> Work request
Transcribe the records that follow, keeping every word as it stands.

> Listed entries
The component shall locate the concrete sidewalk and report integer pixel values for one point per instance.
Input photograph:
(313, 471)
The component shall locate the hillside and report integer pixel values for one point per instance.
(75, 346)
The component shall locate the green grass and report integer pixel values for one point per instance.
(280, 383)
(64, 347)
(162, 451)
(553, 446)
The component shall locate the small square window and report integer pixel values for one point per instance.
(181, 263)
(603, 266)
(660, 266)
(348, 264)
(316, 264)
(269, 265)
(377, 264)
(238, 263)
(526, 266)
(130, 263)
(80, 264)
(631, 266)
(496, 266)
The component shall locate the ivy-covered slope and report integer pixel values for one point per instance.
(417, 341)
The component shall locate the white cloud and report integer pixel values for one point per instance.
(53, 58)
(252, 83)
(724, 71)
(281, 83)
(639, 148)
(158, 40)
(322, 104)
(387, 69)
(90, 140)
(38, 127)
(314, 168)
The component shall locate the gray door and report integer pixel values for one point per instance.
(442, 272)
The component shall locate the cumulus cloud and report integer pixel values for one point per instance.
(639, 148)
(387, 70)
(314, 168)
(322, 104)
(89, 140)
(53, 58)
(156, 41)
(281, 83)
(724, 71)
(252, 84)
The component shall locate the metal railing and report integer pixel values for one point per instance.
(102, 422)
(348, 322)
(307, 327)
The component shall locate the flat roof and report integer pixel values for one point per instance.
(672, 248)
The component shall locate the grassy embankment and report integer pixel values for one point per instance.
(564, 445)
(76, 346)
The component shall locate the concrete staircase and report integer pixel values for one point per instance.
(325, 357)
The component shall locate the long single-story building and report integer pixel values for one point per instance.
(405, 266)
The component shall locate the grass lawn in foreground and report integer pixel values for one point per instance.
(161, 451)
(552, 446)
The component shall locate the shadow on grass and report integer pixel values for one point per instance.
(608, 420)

> Response for this exercise
The component shall locate the concrete sidewalk and report integer pixel values for one point per instance.
Input photograph:
(313, 471)
The component shall locate the hillside and report integer pixel values for one point per instance.
(75, 346)
The component shall locate the green grass and report integer pixel values for one point per instance.
(280, 383)
(64, 347)
(162, 451)
(553, 446)
The component shall locate the small square window and report integer pixel values for one point per instance.
(181, 263)
(603, 266)
(660, 266)
(348, 264)
(316, 264)
(269, 265)
(377, 264)
(238, 263)
(526, 266)
(130, 263)
(80, 264)
(631, 266)
(496, 266)
The component shall locate the ivy-covered slope and report integer pixel values for one point per instance.
(417, 341)
The component shall locate the white cloud and report integer pixel values for one point per instance.
(53, 58)
(252, 83)
(724, 71)
(281, 83)
(639, 148)
(158, 40)
(322, 104)
(387, 69)
(90, 140)
(38, 127)
(314, 168)
The component shall locate the gray door and report integer pixel values for one point per instance.
(442, 272)
The component shall locate the cumulus cloud and report integer pixel values for one point per instance.
(639, 148)
(387, 70)
(314, 168)
(322, 104)
(89, 140)
(53, 58)
(156, 41)
(281, 83)
(724, 71)
(252, 84)
The component shall locate the metal railing and report integer pixel values for one point per instance.
(102, 422)
(348, 322)
(307, 327)
The component shall locate the flat roof and report integer pixel values for one point per instance.
(672, 248)
The component shall locate the grassy embankment and report integer pixel values for one point per instance.
(564, 445)
(76, 346)
The component shall locate the concrete staircase and report integer pixel values for one point per instance.
(325, 357)
The component shall locate the long single-story building and report integer pixel values for one point per instance.
(405, 266)
The component shall locate the grass lawn in foreground and report integer pixel values for one point per instance.
(161, 451)
(552, 446)
The component shall locate the shadow on grass and report integer pixel values for one point per instance.
(608, 420)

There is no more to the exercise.